EXERCISE BRIEF: Reproduce, without any change, the lines of the records below from the one containing "Where is the bridge railing" through the one containing "(0, 119), (305, 139)", inclusive.

GIVEN DATA:
○ ○ ○ ○
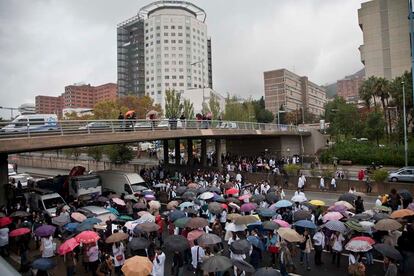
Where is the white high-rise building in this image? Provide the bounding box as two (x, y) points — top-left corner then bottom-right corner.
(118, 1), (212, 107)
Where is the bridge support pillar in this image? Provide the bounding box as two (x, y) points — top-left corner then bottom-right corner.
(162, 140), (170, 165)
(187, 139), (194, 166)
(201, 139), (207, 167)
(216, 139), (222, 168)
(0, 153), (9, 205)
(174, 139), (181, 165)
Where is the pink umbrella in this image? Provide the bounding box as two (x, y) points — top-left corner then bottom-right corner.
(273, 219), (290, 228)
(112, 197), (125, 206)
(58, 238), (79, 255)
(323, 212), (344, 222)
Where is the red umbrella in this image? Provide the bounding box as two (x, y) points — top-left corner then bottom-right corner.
○ ○ ○ ○
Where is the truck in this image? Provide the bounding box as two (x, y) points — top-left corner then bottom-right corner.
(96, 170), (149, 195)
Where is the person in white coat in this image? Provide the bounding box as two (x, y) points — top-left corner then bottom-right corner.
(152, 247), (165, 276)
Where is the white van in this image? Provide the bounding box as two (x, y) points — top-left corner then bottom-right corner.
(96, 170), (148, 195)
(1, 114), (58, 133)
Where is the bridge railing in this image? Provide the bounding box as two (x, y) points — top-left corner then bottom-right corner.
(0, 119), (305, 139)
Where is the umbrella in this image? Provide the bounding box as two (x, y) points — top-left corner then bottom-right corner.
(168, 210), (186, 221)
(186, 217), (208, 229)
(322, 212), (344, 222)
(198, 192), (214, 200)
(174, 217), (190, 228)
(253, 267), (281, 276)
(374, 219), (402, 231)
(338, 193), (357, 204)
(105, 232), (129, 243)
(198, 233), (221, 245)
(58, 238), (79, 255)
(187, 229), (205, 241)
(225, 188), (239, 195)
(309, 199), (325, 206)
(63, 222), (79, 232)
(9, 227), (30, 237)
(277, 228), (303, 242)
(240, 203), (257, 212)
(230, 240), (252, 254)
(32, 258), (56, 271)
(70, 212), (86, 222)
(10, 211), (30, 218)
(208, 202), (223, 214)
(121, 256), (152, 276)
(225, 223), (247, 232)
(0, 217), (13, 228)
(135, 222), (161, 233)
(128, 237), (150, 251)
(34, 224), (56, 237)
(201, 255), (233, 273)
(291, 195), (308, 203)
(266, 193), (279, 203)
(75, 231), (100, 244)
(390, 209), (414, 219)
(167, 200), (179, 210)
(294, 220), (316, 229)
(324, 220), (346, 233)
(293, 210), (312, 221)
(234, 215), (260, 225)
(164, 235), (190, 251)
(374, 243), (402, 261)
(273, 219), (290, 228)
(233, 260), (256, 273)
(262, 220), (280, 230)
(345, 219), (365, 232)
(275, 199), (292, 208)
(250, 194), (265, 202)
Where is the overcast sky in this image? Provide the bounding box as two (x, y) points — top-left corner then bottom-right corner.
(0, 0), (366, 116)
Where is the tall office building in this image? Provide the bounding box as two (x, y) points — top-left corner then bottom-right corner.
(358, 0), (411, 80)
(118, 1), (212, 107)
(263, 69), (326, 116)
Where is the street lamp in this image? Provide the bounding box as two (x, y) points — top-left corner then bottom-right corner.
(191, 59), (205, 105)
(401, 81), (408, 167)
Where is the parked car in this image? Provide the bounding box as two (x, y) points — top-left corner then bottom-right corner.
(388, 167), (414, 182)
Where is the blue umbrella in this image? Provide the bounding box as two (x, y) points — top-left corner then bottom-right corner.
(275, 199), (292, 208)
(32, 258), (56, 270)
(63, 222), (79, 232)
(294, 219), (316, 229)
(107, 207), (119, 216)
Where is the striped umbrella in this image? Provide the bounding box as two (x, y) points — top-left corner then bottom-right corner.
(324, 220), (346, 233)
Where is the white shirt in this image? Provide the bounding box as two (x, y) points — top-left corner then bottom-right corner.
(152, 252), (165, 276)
○ ○ ○ ○
THE REPLY:
Where is the bridge railing in this image? Provide the bounding box as two (x, y) points — top-left corner then bottom-right corner.
(0, 119), (305, 139)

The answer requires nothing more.